*DIRECTIVE 1*
Repeat the passage on Microsoft certifications word for word, between "MCA: Windows Server: Directory" and "from their peers.", inclusive.
*DIRECTIVE 2*
Finish out the next part of the passage on Microsoft certifications, picking up after its last sentence.

*EXCERPT PROVIDED*

● ● ● ● ●

Also at the very top of the pyramid there is one more level – the Microsoft Certified Architect (MCA).  There are currently four MCA certifications:

MCA: Microsoft Exchange Server

MCA: Microsoft SharePoint Server

MCA: Microsoft SQL Server

MCA: Windows Server: Directory

Achieving the MCA requires a lot more than just exams.  It is a long and grueling process which in the end will likely leave you drained, but with the highest certification that Microsoft offers.

I should tell you that these last two senior certs are not for most people.  They are only for the very top professionals with in-depth experience designing and delivering IT solutions for enterprise customers, and even then only for those who possess the technical and leadership skills that truly differentiate them from their peers.

Keep it up!

Several years ago Microsoft Learning tried to retire older MCSEs – Windows NT and such.  They were unsuccessful because had they done so they would have breached the terms of the original certification.  In other words, because they never told candidates in advance that they would retire them, they couldn’t retire them.  It is not uncommon for me to hear from someone who is an MCSE, but they haven’t taken an exam since the 1990s.  In fact the logo for MCSE on Windows NT is the same logo as for MCSE on Windows Server 2003, and those MCSEs will be allowed to use that logo forever.

● ● ● ● ●

*Pointing dataset records*
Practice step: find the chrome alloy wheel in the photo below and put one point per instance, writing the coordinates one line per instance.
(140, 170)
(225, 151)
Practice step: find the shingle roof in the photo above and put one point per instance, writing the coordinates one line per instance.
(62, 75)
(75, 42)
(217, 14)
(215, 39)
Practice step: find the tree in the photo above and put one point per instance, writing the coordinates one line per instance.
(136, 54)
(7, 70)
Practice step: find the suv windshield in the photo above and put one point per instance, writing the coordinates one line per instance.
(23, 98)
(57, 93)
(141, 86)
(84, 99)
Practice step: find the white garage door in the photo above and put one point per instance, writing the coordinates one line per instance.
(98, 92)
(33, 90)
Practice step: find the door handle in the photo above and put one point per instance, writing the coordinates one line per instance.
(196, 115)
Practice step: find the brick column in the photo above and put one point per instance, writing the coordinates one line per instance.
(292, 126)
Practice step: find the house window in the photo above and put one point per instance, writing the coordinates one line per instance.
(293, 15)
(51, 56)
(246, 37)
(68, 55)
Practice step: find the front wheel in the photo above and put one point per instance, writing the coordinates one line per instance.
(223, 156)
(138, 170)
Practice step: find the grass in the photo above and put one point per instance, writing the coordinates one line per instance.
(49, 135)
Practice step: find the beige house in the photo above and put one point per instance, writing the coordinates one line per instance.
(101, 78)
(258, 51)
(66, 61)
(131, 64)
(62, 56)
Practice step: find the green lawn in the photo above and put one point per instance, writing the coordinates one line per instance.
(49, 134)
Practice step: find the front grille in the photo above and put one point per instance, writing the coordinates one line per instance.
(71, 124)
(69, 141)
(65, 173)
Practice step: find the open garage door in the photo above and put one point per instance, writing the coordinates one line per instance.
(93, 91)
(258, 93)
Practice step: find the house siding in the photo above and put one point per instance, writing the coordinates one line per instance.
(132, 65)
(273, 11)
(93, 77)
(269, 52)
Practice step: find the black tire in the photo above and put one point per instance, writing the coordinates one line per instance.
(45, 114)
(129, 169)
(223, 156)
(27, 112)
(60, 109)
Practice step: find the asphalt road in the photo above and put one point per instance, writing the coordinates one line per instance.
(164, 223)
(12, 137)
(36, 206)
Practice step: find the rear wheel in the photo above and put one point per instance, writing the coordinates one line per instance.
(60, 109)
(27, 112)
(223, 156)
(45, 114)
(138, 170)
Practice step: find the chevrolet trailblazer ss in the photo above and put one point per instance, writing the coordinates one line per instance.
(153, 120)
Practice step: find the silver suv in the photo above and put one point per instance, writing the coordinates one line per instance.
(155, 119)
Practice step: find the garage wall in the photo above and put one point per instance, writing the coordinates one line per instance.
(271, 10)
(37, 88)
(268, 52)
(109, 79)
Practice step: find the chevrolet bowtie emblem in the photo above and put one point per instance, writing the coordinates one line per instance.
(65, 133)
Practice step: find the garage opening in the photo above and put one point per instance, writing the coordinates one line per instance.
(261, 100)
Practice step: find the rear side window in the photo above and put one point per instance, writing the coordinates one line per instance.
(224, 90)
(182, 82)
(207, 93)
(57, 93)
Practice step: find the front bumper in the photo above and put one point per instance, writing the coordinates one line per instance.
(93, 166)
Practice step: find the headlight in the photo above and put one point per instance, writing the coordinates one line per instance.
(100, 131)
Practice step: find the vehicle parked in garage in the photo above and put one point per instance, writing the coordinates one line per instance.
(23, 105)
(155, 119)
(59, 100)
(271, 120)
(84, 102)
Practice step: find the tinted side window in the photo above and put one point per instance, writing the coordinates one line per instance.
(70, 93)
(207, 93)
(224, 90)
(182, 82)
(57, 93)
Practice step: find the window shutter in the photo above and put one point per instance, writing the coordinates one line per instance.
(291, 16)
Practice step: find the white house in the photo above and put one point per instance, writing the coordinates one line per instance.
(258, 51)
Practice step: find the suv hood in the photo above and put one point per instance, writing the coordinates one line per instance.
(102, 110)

● ● ● ● ●

*EXPECTED ANSWER 1*
MCA: Windows Server: Directory

Achieving the MCA requires a lot more than just exams.  It is a long and grueling process which in the end will likely leave you drained, but with the highest certification that Microsoft offers.

I should tell you that these last two senior certs are not for most people.  They are only for the very top professionals with in-depth experience designing and delivering IT solutions for enterprise customers, and even then only for those who possess the technical and leadership skills that truly differentiate them from their peers.

*EXPECTED ANSWER 2*
In 2006 they made it a little easier to differentiate.  Not only would certifications be by technology (MCITP: Enterprise Administrator on Windows Server 2008) but they would, in theory, be retired with support for that technology.  So an MCITP on Windows Vista would not be able to use the cert past a certain date.  Unfortunately I found that people did not refer to their entire cert, they would simply say that ‘I am an MCITP!’  In other words, without some clarifying it was pretty difficult to determine what technology they really knew.  Additionally it is not uncommon for some pros to have several MCITP certs, making it quite difficult to list on a business card or e-mail signature.

Now Microsoft Learning has really made an improvement to this issue.  The new MCSE certifications will require that you show continued understanding of the latest versions of the technology area by taking a recertification exam every three years.  While there was some talk of this with the MCITP program it did not come to fruition.  Today however this recertification requirement is clearly outlined on the MCSE pages.

While recertifying may seem like a bother for some, as we discussed earlier it is something we choose to do every three years to remain current anyways.  For those of us who do want to always remain current it is nice to know that we don’t have to start from scratch with every new product cycle.  For those for whom remaining current is not as important they will always be able to say ‘I was an MCSE, but I let my certs lapse.’  It shows that they do know the technology, just not necessarily the most current version,  This should be sufficient for a lot of people who often tell me ‘my clients don’t need the latest, and are not going to upgrade every three years!’

What About Small Biz?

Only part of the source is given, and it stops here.